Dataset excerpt
----------
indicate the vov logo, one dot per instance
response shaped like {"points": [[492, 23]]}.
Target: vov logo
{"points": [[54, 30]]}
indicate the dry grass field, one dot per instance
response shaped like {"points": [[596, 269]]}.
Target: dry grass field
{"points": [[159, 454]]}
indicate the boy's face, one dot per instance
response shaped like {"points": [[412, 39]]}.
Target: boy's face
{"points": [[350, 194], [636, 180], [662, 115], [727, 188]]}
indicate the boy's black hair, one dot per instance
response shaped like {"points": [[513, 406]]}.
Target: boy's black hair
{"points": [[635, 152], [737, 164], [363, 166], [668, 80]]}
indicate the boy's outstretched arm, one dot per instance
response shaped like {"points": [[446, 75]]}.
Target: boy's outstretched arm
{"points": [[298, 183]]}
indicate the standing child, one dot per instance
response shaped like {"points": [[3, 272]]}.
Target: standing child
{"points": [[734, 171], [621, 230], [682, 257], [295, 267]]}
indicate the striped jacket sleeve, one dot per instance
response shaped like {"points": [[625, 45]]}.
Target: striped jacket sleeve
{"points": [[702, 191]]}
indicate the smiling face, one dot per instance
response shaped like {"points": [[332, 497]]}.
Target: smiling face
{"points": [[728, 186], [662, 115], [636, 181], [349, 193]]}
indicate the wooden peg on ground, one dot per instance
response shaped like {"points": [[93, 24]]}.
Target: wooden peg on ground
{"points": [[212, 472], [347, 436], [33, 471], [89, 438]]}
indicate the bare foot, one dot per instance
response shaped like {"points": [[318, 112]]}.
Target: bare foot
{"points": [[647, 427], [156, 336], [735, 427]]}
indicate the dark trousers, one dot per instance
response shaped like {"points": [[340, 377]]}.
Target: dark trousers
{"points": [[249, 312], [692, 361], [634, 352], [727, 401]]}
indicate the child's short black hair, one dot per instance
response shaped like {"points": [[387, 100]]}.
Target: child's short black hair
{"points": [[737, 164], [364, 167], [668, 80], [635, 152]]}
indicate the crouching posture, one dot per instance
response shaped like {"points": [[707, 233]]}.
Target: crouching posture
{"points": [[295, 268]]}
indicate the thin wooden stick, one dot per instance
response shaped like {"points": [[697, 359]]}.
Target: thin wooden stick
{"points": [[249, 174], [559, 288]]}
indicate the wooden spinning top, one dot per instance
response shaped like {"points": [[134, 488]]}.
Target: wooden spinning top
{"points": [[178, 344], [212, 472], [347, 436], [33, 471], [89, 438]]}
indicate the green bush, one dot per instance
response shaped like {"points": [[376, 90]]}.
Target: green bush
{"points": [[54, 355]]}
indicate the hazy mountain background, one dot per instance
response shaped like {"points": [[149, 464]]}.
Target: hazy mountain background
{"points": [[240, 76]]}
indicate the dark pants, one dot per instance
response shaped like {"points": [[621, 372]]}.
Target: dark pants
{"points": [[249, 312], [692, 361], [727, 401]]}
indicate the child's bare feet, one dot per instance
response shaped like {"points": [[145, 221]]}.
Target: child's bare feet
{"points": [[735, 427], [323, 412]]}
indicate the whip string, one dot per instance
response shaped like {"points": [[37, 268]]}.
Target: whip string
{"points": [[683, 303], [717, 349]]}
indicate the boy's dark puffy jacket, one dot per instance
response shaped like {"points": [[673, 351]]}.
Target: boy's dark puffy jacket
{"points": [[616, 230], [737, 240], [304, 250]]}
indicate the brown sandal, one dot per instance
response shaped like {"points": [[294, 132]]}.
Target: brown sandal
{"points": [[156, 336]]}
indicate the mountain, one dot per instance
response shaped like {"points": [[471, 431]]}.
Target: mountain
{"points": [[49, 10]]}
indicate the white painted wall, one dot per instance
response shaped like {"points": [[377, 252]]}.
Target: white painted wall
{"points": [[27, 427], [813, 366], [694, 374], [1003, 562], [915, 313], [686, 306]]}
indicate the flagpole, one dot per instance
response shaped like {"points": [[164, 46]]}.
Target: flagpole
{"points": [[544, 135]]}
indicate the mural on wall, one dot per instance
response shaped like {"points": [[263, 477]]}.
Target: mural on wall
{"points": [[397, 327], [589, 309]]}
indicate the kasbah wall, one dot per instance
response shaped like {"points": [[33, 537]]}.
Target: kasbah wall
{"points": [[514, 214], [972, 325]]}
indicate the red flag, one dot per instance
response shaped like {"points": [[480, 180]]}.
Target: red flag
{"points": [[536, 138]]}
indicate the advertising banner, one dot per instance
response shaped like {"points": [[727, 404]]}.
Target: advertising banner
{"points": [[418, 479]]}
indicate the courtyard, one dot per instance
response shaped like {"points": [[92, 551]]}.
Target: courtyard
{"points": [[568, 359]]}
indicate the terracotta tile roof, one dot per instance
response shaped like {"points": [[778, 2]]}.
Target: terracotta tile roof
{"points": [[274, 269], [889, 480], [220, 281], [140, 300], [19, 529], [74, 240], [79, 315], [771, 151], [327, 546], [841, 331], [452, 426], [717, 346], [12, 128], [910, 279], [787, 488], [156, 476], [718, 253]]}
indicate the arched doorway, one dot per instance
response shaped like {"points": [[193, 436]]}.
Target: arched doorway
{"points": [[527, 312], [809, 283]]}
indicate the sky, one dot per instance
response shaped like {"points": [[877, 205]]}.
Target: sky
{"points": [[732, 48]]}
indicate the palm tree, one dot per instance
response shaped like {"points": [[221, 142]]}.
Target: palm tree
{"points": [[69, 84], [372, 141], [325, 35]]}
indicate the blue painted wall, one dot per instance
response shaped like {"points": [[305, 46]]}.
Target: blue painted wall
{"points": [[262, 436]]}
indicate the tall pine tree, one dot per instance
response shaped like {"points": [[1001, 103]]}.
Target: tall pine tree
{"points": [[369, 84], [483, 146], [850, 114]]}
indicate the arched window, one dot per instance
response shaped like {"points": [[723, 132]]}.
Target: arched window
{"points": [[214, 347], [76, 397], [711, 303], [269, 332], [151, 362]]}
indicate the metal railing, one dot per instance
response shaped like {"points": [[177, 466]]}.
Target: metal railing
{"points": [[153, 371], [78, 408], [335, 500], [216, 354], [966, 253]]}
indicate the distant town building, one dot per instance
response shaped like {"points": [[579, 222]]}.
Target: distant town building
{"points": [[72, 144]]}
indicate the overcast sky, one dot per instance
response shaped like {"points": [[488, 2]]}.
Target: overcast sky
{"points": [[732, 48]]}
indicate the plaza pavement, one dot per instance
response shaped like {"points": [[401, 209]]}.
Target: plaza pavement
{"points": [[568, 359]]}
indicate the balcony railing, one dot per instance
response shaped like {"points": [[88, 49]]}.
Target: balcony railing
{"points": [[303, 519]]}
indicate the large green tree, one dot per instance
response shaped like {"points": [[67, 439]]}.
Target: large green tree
----------
Required work: Update the records by replacing "one dot per instance" with "one point per instance" wherever it occurs, and leave everything else unchanged.

Reply:
indicate the vov logo, one point per instance
response shaped like {"points": [[492, 23]]}.
Target: vov logo
{"points": [[54, 30]]}
indicate the dry grass field, one point per instance
response shaped like {"points": [[596, 269]]}.
Target: dry grass field
{"points": [[159, 454]]}
indicate the boy's face, one point per instance
response shaped like {"points": [[412, 39]]}.
Target: boy's face
{"points": [[350, 194], [636, 180], [662, 115], [727, 188]]}
indicate the boy's black hair, one point per instance
response shaped like {"points": [[513, 406]]}.
Target: boy's black hair
{"points": [[635, 152], [737, 164], [363, 166], [668, 80]]}
indicate the boy's outstretched arm, one point per instance
response shaped like {"points": [[446, 75]]}.
Target: boy's outstretched arm
{"points": [[298, 183]]}
indicate the standing child, one point per instance
response shaped like {"points": [[3, 272]]}.
Target: standing child
{"points": [[734, 171], [621, 230], [682, 257], [295, 267]]}
indicate the striped jacket sleeve, one point per instance
response shaped like {"points": [[625, 45]]}.
Target: striped jacket sleeve
{"points": [[702, 191]]}
indicate the smiling face, one point per instance
response shaped like {"points": [[332, 497]]}.
Target: smiling face
{"points": [[728, 186], [662, 115], [636, 181], [349, 193]]}
indicate the wooden peg on ground, one point per instance
response shaped like {"points": [[93, 24]]}.
Target: wooden peg on ground
{"points": [[212, 472], [347, 436], [33, 471], [89, 438]]}
indicate the bare foot, one point per instance
response shaped like {"points": [[318, 112]]}.
Target: bare foot
{"points": [[647, 427], [156, 336], [735, 427]]}
indicate the dark trousers, one point per instance
response shaped like {"points": [[340, 377]]}.
Target: dark trousers
{"points": [[249, 312], [692, 361], [634, 352], [727, 401]]}
indicate the child's short black hair, one point per instance
response shaped like {"points": [[387, 100]]}.
Target: child's short black hair
{"points": [[737, 164], [364, 167], [668, 80], [635, 152]]}
indicate the crouching posture, one point per instance
response shaped like {"points": [[707, 233]]}.
Target: crouching posture
{"points": [[295, 268]]}
indicate the thin wooden stick, one point per instance
response shaped like {"points": [[697, 359]]}.
Target: thin wooden stick
{"points": [[249, 174], [559, 288]]}
indicate the wooden spinning top, one point per instance
response shaped like {"points": [[134, 488]]}.
Target: wooden spinning top
{"points": [[178, 344], [212, 472], [347, 436], [33, 471], [89, 438]]}
indicate the green bush, one point per instance
response shaped like {"points": [[376, 90]]}.
Target: green bush
{"points": [[54, 355]]}
indicate the hazy mountain background, one point per instance
response shaped like {"points": [[149, 464]]}.
Target: hazy mountain background
{"points": [[240, 76]]}
indicate the dark pants, one point per instance
response shaped like {"points": [[621, 372]]}.
Target: dark pants
{"points": [[249, 312], [692, 361], [727, 401]]}
indicate the child's bare feet, one point per instance
response shaped like {"points": [[145, 221]]}.
Target: child's bare feet
{"points": [[735, 427], [323, 412]]}
indicate the whip string, one point per instance
response shaped like {"points": [[37, 268]]}.
Target: whip string
{"points": [[683, 303], [717, 349]]}
indicate the boy's dark puffy jacket, one point per instance
response shaped like {"points": [[673, 351]]}.
Target: boy's dark puffy jacket
{"points": [[616, 230], [737, 240], [304, 250]]}
indicate the brown sandal, one point per instance
response shaped like {"points": [[294, 132]]}.
Target: brown sandal
{"points": [[156, 336]]}
indicate the mountain, one point per instance
response shaped like {"points": [[471, 431]]}.
Target: mountain
{"points": [[49, 10]]}
indicate the white painted wall, one point per instance
response shaped like {"points": [[377, 252]]}.
Target: white painted wall
{"points": [[27, 427], [813, 366], [694, 374], [1003, 562], [915, 313], [686, 306]]}
indicate the flagpole, one point per instance
response shaped like {"points": [[164, 46]]}.
Target: flagpole
{"points": [[544, 135]]}
indicate the mural on wall, one point per instance
response shaped like {"points": [[263, 477]]}.
Target: mural on wall
{"points": [[397, 327], [589, 309]]}
indicate the kasbah wall, one point per instance
response shaped like {"points": [[33, 537]]}.
Target: kasbah wall
{"points": [[514, 214], [972, 325]]}
indicate the red flag, one point per instance
response shaped like {"points": [[480, 180]]}.
Target: red flag
{"points": [[536, 138]]}
indicate the advertising banner, one point per instance
response shaped like {"points": [[727, 404]]}.
Target: advertising banner
{"points": [[418, 479]]}
indicate the courtyard, one point per instance
response shaped like {"points": [[92, 551]]}.
Target: courtyard
{"points": [[568, 359]]}
indicate the terracotta tile roof, one point per instance
response shaped like {"points": [[778, 2]]}.
Target: terracotta tile roof
{"points": [[274, 269], [889, 480], [220, 281], [140, 300], [19, 529], [74, 240], [79, 315], [771, 151], [327, 546], [841, 331], [452, 426], [717, 346], [12, 128], [910, 279], [787, 488], [156, 476], [718, 253]]}
indicate the arched doorway, one point per instance
response shaped like {"points": [[193, 436]]}.
Target: arched doorway
{"points": [[527, 312], [809, 283]]}
indicate the sky, one point per instance
response shaped like {"points": [[877, 205]]}.
Target: sky
{"points": [[732, 48]]}
indicate the palm tree, one point per instance
response shaped like {"points": [[221, 142]]}.
Target: palm tree
{"points": [[69, 84], [372, 141], [325, 35]]}
indicate the blue painted wall, one point per instance
response shaped like {"points": [[305, 46]]}.
Target: blue painted wall
{"points": [[262, 436]]}
indicate the tall pine tree, one point per instance
response shaped like {"points": [[1001, 103]]}.
Target: tall pine tree
{"points": [[369, 84], [483, 146], [850, 114]]}
indicate the arched window, one point per instance
response shaped like {"points": [[723, 132]]}.
Target: arched window
{"points": [[214, 347], [76, 397], [711, 303], [269, 332], [151, 362]]}
indicate the metal railing, one point per instance
response shaped like {"points": [[177, 466]]}.
Target: metal railing
{"points": [[153, 371], [78, 408], [335, 500], [216, 354], [966, 253]]}
indicate the distant town building, one point per instance
response shaped like {"points": [[579, 222]]}.
Target: distant town building
{"points": [[72, 144]]}
indicate the overcast sky, one point per instance
response shaped like {"points": [[488, 2]]}.
Target: overcast sky
{"points": [[732, 48]]}
indicate the plaza pavement, one point per instance
response shaped like {"points": [[401, 209]]}.
Target: plaza pavement
{"points": [[568, 359]]}
indicate the balcony railing, one point per instance
response shaped like {"points": [[88, 49]]}.
Target: balcony railing
{"points": [[303, 519]]}
indicate the large green tree, one point per instance
response shaped like {"points": [[67, 439]]}.
Target: large green tree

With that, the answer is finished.